(Beginning of DATA)
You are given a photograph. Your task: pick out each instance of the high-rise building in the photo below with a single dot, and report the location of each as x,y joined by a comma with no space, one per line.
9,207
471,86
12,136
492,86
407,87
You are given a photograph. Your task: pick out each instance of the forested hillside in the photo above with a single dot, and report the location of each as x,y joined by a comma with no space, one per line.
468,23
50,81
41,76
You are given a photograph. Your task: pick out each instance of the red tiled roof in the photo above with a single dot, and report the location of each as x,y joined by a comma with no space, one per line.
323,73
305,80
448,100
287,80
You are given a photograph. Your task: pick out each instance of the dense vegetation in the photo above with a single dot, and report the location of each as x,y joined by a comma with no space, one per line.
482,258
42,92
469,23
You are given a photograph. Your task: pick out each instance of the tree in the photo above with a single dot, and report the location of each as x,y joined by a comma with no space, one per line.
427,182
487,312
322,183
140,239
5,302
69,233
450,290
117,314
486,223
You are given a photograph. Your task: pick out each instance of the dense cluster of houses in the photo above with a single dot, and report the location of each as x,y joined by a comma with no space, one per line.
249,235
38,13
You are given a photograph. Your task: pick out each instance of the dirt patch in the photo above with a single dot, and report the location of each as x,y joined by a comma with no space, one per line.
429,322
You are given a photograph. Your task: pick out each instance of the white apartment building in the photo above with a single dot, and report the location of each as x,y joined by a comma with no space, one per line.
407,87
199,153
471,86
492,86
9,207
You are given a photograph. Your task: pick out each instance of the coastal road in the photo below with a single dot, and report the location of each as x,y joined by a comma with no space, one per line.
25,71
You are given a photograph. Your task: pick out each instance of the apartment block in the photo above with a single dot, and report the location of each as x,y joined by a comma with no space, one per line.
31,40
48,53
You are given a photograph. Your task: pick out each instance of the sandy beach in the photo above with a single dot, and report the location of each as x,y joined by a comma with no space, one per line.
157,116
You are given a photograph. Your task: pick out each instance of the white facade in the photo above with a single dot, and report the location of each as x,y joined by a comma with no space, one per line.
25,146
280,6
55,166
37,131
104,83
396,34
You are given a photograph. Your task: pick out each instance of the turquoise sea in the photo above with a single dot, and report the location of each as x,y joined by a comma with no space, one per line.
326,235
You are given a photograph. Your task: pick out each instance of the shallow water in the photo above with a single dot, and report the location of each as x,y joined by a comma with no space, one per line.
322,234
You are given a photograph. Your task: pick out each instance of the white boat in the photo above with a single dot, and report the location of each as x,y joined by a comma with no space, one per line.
(End of DATA)
EXERCISE REQUIREMENTS → Copy exactly. Start at the line containing "the white facade" and continue through the last line of the records.

EXERCISE RESPONSE →
You are given a photograph. Your task: pick out each instance of the white facade in the photo above with a single dot, and report the location of each as x,y joined by a comma with no space, one per line.
25,146
280,6
55,166
37,131
104,83
396,34
You are given a photograph. Your task: pick out each instance of the turquoise sea in the photo above with a single dot, and report the location of each as x,y joined by a comma with no space, one per line.
326,235
You are given a photograph. Your task: pick out each instance of the shallow water in the photo above with a single dot, and report the location of each as x,y joined by a comma with no space, one per line.
322,234
You are given a photograph. Your task: pick out each instance of the white boat in the photo above with a single dot, and report the location of each as x,y joined by a comma with no space, one per line.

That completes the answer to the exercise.